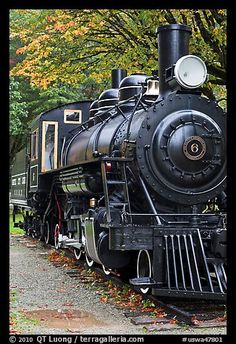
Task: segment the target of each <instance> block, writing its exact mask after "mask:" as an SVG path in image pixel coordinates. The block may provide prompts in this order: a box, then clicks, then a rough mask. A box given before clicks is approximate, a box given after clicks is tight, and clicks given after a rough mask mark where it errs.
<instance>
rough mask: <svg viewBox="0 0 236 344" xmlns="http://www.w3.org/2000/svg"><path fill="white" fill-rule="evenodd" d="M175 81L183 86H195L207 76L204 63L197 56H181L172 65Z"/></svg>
mask: <svg viewBox="0 0 236 344" xmlns="http://www.w3.org/2000/svg"><path fill="white" fill-rule="evenodd" d="M174 75H175V78H176V81H177V82H178V83H179V84H180V85H181V86H182V87H184V88H197V87H199V86H201V85H202V84H203V83H204V82H205V81H206V78H207V69H206V65H205V63H204V62H203V61H202V59H200V58H199V57H197V56H194V55H185V56H182V57H181V58H180V59H179V60H178V61H177V62H176V65H175V67H174Z"/></svg>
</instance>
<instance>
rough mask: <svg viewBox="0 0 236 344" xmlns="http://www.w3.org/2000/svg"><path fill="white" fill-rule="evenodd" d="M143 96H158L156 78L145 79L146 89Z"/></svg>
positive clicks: (158, 85) (157, 84) (157, 88)
mask: <svg viewBox="0 0 236 344" xmlns="http://www.w3.org/2000/svg"><path fill="white" fill-rule="evenodd" d="M144 95H145V96H158V95H159V81H158V80H156V79H149V80H147V91H146V92H145V93H144Z"/></svg>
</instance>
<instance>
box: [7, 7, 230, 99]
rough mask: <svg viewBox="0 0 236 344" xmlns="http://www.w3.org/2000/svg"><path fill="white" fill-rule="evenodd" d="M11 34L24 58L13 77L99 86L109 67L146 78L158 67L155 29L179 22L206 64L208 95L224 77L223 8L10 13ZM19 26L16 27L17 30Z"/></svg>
mask: <svg viewBox="0 0 236 344" xmlns="http://www.w3.org/2000/svg"><path fill="white" fill-rule="evenodd" d="M12 12H13V13H12V15H13V14H14V15H15V16H16V18H15V20H14V23H13V22H12V25H11V27H12V29H11V36H13V37H16V36H19V37H20V38H21V41H22V43H23V46H22V47H21V48H19V49H18V50H17V53H18V54H25V56H26V57H25V59H24V60H23V61H22V62H21V63H19V64H17V66H16V67H14V68H13V70H12V74H13V75H23V76H25V77H29V78H30V80H31V82H32V83H33V84H36V85H39V86H40V87H44V88H47V87H48V86H49V85H50V84H52V83H53V82H54V81H55V80H59V81H60V82H63V83H72V84H73V83H75V82H78V83H80V82H82V81H83V80H84V79H85V78H86V77H87V76H88V75H89V76H91V77H92V78H95V79H96V80H97V81H98V82H100V81H101V80H103V79H108V78H109V76H110V70H111V69H113V68H117V67H119V68H126V69H127V70H128V72H129V73H133V72H137V71H140V72H144V73H147V74H151V72H152V70H153V69H157V64H158V62H157V57H158V51H157V49H156V34H155V30H156V27H158V26H159V25H161V24H166V23H177V22H178V23H184V24H188V25H190V26H191V27H192V28H193V39H192V41H191V52H192V53H193V54H197V55H198V56H200V57H201V58H203V60H205V61H206V64H207V67H208V71H209V74H210V81H211V84H209V85H208V88H206V87H205V89H204V92H206V93H208V95H210V94H211V96H213V91H214V85H225V79H226V11H225V10H217V9H215V10H169V9H168V10H138V9H132V10H122V9H118V10H94V9H93V10H13V11H12ZM19 27H20V28H21V29H20V30H19Z"/></svg>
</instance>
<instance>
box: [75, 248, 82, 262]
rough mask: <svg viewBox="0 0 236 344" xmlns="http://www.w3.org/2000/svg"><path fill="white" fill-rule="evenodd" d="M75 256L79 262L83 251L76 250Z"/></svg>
mask: <svg viewBox="0 0 236 344" xmlns="http://www.w3.org/2000/svg"><path fill="white" fill-rule="evenodd" d="M74 256H75V258H76V259H77V260H79V259H80V258H81V256H82V251H81V250H80V249H79V248H74Z"/></svg>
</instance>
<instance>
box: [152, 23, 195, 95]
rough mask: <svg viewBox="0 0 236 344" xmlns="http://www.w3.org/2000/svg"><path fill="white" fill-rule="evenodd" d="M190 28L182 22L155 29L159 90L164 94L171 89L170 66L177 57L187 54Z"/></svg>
mask: <svg viewBox="0 0 236 344" xmlns="http://www.w3.org/2000/svg"><path fill="white" fill-rule="evenodd" d="M191 32H192V31H191V28H190V27H189V26H187V25H182V24H169V25H164V26H160V27H159V28H158V29H157V32H156V33H157V36H158V54H159V57H158V61H159V92H160V96H162V97H163V96H166V95H167V94H168V93H170V92H171V91H173V89H172V88H171V87H170V85H169V83H168V82H167V80H168V77H169V75H168V73H171V70H172V66H173V65H174V64H175V63H176V62H177V61H178V59H179V58H180V57H182V56H184V55H188V54H189V38H190V35H191Z"/></svg>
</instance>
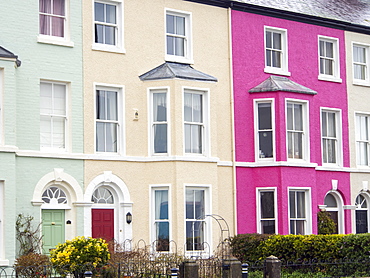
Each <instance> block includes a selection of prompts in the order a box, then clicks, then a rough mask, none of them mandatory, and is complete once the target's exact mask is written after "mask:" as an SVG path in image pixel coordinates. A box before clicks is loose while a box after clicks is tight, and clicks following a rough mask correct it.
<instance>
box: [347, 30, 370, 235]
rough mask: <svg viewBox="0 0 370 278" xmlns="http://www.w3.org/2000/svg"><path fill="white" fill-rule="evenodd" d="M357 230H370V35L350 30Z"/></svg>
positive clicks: (349, 108) (353, 151) (348, 36)
mask: <svg viewBox="0 0 370 278" xmlns="http://www.w3.org/2000/svg"><path fill="white" fill-rule="evenodd" d="M346 53H347V56H346V59H347V61H346V62H347V89H348V115H349V140H350V153H351V169H352V171H351V203H352V204H353V205H354V207H353V215H352V219H353V221H352V226H353V227H352V230H353V233H368V232H370V227H369V223H370V213H369V207H370V191H369V181H370V156H369V154H370V153H369V143H370V141H369V140H370V137H369V135H370V130H369V128H370V102H369V101H368V99H369V96H370V73H369V69H370V68H369V67H370V60H369V57H370V56H369V55H370V37H369V35H365V34H359V33H353V32H346Z"/></svg>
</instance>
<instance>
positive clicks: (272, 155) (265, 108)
mask: <svg viewBox="0 0 370 278" xmlns="http://www.w3.org/2000/svg"><path fill="white" fill-rule="evenodd" d="M257 107H258V139H259V154H258V155H259V157H260V158H266V157H273V144H272V143H273V142H272V117H271V103H258V106H257Z"/></svg>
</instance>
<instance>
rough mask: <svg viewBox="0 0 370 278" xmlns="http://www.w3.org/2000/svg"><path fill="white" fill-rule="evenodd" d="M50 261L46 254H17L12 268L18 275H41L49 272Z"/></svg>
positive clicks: (27, 276)
mask: <svg viewBox="0 0 370 278" xmlns="http://www.w3.org/2000/svg"><path fill="white" fill-rule="evenodd" d="M49 266H50V261H49V257H48V256H46V255H41V254H38V253H28V254H27V255H22V256H19V257H18V258H17V259H16V260H15V262H14V268H15V270H16V273H17V276H18V277H38V278H39V277H42V276H47V275H49V274H50V273H49V272H50V269H49Z"/></svg>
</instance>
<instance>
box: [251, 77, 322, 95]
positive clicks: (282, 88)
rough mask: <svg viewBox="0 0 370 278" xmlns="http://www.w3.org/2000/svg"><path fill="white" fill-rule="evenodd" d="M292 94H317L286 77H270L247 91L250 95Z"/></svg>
mask: <svg viewBox="0 0 370 278" xmlns="http://www.w3.org/2000/svg"><path fill="white" fill-rule="evenodd" d="M277 91H281V92H292V93H301V94H309V95H316V94H317V92H316V91H314V90H311V89H310V88H307V87H305V86H303V85H300V84H298V83H296V82H294V81H292V80H290V79H289V78H287V77H283V76H275V75H271V76H270V77H269V78H267V79H266V80H265V81H263V82H262V83H260V84H259V85H257V86H256V87H254V88H252V89H250V90H249V92H250V93H261V92H277Z"/></svg>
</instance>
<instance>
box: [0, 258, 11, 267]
mask: <svg viewBox="0 0 370 278" xmlns="http://www.w3.org/2000/svg"><path fill="white" fill-rule="evenodd" d="M0 266H9V260H1V259H0Z"/></svg>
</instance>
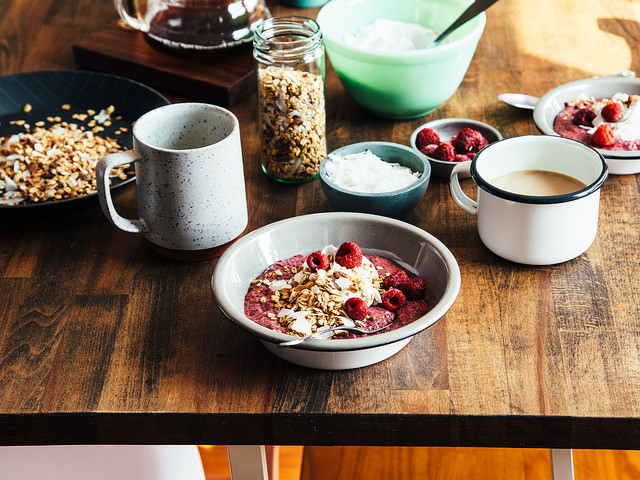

======

▸ **Problem**: From the entries above, pull out every line that contains the string "positive", matching case exactly.

▸ **Written answer**:
positive clicks: (158, 85) (157, 84) (157, 88)
positive clicks: (349, 108) (353, 151) (348, 36)
positive clicks: (272, 155) (265, 108)
positive clicks: (27, 276)
positive clicks: (282, 88)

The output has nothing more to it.